→ What you should do
According to the abstract on ACSS2 and tumor metabolism, what effect did lacking ACSS2 have on adult mice in the two hepatocellular carcinoma models?

→ Page text
..........
Comerford, Sarah A., Huang, Zhiguang, Du, Xinlin, Wang, Yun, Cai, Ling, Witkiewicz, Agnes K., Walters, Holly, Tantawy, Mohammed N., Fu, Allie, Manning, H. Charles, Horton, Jay D., Hammer, Robert E., McKnight, Steven L., Tu, Benjamin P.
Cell 2014 v.159 pp. 1591-1602
acetate-CoA ligase, acetates, acetyl coenzyme A, adults, carbon, cell growth, cell proliferation, energy metabolism, gene expression regulation, glycolysis, hepatoma, histones, humans, lipids, metabolites, mice, models
Acetyl-CoA represents a central node of carbon metabolism that plays a key role in bioenergetics, cell proliferation, and the regulation of gene expression. Highly glycolytic or hypoxic tumors must produce sufficient quantities of this metabolite to support cell growth and survival under nutrient-limiting conditions. Here, we show that the nucleocytosolic acetyl-CoA synthetase enzyme, ACSS2, supplies a key source of acetyl-CoA for tumors by capturing acetate as a carbon source. Despite exhibiting no gross deficits in growth or development, adult mice lacking ACSS2 exhibit a significant reduction in tumor burden in two different models of hepatocellular carcinoma. ACSS2 is expressed in a large proportion of human tumors, and its activity is responsible for the majority of cellular acetate uptake into both lipids and histones. These observations may qualify ACSS2 as a targetable metabolic vulnerability of a wide spectrum of tumors.
..........
→ Entries shown
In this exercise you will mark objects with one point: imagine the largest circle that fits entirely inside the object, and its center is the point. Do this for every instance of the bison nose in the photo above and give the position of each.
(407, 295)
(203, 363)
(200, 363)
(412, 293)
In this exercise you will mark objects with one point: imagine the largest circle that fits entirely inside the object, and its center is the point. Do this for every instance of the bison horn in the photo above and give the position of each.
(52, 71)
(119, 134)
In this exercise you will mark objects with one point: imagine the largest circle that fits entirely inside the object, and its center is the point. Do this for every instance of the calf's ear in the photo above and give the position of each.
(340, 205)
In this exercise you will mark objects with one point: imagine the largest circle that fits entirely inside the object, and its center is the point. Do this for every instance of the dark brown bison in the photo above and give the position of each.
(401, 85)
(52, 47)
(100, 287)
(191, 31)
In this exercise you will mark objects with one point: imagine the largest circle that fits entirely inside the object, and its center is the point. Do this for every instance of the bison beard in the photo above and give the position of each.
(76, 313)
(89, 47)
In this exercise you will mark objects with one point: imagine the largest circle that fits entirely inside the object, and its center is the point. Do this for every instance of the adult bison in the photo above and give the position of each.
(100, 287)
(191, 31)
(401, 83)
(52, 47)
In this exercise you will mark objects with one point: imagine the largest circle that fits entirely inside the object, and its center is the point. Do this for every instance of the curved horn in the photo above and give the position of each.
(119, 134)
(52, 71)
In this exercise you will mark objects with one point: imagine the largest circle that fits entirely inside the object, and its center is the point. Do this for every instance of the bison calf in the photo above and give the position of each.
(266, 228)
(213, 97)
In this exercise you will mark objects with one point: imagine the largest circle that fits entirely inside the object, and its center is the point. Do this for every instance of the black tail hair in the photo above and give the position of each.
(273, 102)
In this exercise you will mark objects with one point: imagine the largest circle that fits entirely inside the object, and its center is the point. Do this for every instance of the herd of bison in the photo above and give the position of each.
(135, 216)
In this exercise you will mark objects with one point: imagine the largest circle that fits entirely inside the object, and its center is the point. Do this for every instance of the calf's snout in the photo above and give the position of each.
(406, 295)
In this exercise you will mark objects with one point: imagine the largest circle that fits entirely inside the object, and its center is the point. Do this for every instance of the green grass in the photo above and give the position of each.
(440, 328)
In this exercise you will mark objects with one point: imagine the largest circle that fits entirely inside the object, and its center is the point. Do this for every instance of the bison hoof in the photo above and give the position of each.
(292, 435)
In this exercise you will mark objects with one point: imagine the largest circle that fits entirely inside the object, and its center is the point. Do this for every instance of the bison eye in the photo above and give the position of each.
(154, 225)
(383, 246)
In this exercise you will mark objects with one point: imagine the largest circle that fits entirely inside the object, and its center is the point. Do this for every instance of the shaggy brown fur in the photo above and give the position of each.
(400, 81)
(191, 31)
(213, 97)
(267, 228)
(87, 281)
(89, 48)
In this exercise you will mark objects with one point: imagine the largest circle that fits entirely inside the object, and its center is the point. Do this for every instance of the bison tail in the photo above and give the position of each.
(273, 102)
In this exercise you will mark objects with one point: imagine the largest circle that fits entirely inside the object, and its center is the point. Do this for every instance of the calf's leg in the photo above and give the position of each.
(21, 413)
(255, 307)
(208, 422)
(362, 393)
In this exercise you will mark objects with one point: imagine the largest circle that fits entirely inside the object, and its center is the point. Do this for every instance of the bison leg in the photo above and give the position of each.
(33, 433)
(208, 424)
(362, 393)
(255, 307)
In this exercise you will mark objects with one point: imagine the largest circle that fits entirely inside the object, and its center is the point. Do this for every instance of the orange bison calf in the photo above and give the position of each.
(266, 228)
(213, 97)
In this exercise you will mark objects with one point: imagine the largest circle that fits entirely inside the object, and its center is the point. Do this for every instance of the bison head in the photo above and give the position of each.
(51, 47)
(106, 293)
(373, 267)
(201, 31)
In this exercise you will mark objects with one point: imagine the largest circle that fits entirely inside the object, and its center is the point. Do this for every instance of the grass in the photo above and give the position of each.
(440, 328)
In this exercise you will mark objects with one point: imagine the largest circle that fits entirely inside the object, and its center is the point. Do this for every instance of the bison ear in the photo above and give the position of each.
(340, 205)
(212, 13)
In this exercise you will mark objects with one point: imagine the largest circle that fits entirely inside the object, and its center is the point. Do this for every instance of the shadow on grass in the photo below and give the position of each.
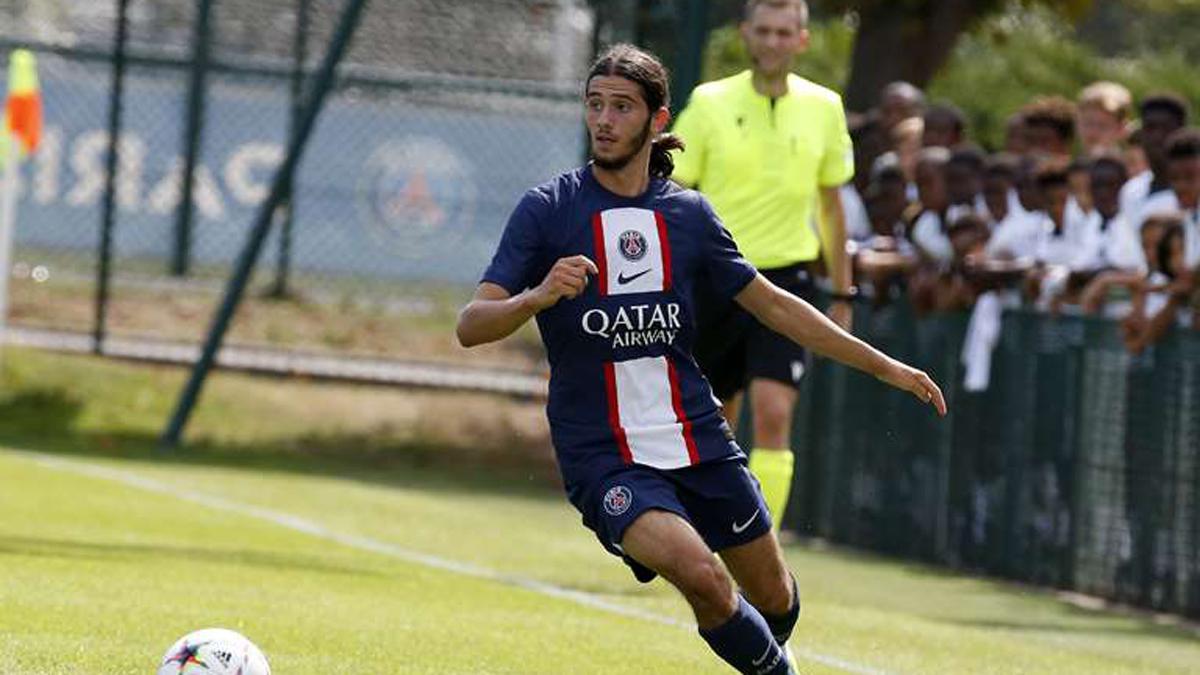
..........
→ Reply to the exercise
They showed a significant reduction in tumor burden.